start
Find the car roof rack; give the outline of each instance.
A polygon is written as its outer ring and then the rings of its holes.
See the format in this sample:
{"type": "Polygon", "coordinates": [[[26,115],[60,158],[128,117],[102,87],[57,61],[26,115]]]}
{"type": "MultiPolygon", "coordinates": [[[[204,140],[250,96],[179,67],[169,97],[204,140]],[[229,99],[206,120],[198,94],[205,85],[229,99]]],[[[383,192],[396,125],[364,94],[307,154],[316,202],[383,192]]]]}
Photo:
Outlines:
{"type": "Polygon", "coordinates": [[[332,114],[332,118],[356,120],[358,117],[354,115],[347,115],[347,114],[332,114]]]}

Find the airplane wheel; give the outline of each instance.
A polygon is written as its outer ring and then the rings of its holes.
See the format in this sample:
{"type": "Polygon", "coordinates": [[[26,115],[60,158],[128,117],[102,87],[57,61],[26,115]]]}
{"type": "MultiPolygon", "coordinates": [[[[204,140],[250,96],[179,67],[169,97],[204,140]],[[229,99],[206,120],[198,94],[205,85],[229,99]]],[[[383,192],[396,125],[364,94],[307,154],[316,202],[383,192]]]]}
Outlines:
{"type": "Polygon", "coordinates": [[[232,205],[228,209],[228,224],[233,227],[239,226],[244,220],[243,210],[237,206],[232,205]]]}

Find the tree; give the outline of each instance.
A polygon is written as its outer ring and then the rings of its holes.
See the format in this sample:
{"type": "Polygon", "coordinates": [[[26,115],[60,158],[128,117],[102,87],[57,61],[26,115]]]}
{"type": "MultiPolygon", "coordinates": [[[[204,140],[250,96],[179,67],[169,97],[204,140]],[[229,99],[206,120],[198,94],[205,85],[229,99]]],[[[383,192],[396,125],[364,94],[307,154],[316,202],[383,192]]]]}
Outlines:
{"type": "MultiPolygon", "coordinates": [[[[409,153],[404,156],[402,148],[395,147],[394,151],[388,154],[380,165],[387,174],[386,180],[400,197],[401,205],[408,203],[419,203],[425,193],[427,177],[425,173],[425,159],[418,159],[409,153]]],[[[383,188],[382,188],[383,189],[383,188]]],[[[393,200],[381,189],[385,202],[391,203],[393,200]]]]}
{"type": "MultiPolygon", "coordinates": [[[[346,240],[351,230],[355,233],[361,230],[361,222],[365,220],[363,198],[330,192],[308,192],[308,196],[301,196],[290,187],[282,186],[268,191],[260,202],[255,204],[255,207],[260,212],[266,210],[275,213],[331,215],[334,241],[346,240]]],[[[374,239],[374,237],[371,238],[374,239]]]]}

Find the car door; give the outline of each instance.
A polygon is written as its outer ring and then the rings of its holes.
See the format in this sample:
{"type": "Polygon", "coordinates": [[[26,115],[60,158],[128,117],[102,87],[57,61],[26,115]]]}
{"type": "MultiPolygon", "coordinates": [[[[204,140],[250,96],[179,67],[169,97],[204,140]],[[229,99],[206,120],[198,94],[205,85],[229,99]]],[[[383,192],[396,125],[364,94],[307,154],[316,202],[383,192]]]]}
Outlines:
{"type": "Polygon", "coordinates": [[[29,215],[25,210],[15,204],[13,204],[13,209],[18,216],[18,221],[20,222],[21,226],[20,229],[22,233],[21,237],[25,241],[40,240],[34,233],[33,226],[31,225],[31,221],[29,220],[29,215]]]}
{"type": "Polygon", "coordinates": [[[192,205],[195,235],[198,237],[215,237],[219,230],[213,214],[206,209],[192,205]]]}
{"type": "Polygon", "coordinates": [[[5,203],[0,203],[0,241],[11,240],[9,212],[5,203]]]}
end
● EXERCISE DIRECTIONS
Retype only the lines running from the line with "Find the car door;" to the end of the listing, including both of those lines.

● SOLUTION FOR THIS TASK
Find the car door; give the outline of each instance.
A polygon is written as its outer ring and then the rings of its holes.
See the format in this sample:
{"type": "Polygon", "coordinates": [[[26,115],[60,158],[128,117],[102,87],[57,61],[26,115]]]}
{"type": "MultiPolygon", "coordinates": [[[[204,140],[250,96],[179,67],[169,97],[204,140]],[[229,99],[206,120],[198,94],[205,85],[229,99]]],[[[383,192],[396,125],[364,94],[307,154],[316,202],[383,192]]]]}
Outlines:
{"type": "Polygon", "coordinates": [[[29,215],[25,210],[15,204],[13,204],[13,209],[18,216],[18,221],[20,222],[21,226],[20,229],[22,233],[21,237],[25,241],[40,240],[34,233],[33,226],[31,225],[31,221],[29,220],[29,215]]]}
{"type": "Polygon", "coordinates": [[[192,205],[195,235],[198,237],[215,237],[219,230],[213,214],[206,209],[192,205]]]}
{"type": "Polygon", "coordinates": [[[5,203],[0,203],[0,241],[11,240],[9,212],[5,203]]]}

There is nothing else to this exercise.